- [Description of the task]: Under no circumstances alter the records; copy each one exactly.

─── Material for this exercise

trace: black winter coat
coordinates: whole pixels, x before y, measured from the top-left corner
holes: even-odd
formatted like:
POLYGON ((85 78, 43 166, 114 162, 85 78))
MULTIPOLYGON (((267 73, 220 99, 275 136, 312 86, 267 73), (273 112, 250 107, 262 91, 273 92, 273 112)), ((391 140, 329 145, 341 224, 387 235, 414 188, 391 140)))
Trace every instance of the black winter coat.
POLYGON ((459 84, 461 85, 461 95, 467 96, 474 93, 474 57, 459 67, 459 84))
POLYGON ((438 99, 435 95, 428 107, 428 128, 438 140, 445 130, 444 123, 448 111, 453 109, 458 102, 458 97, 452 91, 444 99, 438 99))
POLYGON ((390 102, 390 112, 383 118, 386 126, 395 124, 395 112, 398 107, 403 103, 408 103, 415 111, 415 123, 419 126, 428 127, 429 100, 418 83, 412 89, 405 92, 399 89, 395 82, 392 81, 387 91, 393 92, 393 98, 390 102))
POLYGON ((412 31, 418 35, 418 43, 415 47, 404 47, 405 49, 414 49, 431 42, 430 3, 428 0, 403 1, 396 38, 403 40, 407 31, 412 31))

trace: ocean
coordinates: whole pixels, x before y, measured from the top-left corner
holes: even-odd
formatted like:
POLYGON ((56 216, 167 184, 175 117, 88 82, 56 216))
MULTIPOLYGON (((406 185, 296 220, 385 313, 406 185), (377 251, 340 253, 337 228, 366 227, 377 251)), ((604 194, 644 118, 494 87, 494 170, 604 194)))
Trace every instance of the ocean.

──────

- [Output below]:
trace: black winter coat
coordinates: whole pixels, x before y, measured from the top-left corner
holes: even-odd
formatted like:
POLYGON ((85 78, 43 166, 114 162, 85 78))
MULTIPOLYGON (((267 73, 220 99, 275 136, 312 86, 267 73), (273 112, 250 107, 262 91, 273 92, 273 112)), ((391 140, 329 145, 341 224, 387 235, 414 188, 391 140)))
Trace every instance of the black winter coat.
POLYGON ((459 84, 461 85, 461 95, 467 96, 474 93, 474 57, 459 67, 459 84))
POLYGON ((438 99, 435 95, 428 107, 428 128, 438 140, 445 130, 444 123, 448 111, 453 109, 458 102, 458 97, 452 91, 444 99, 438 99))
POLYGON ((390 102, 390 112, 383 118, 386 126, 395 124, 395 112, 398 107, 403 103, 408 103, 415 111, 415 123, 419 126, 428 127, 429 100, 418 83, 412 89, 405 92, 399 89, 395 82, 392 81, 387 91, 393 92, 393 98, 390 102))
POLYGON ((412 31, 418 35, 418 43, 415 47, 404 47, 405 49, 414 49, 431 42, 430 3, 428 0, 403 1, 396 38, 403 40, 407 31, 412 31))

trace: ocean
coordinates: whole pixels, x before y, measured from the top-left corner
holes: even-odd
formatted like:
POLYGON ((56 216, 167 184, 175 117, 88 82, 56 216))
MULTIPOLYGON (((406 185, 296 220, 385 313, 406 185), (377 251, 340 253, 337 228, 366 227, 377 251)), ((604 194, 644 118, 494 87, 494 170, 604 194)))
Trace every instance of the ocean.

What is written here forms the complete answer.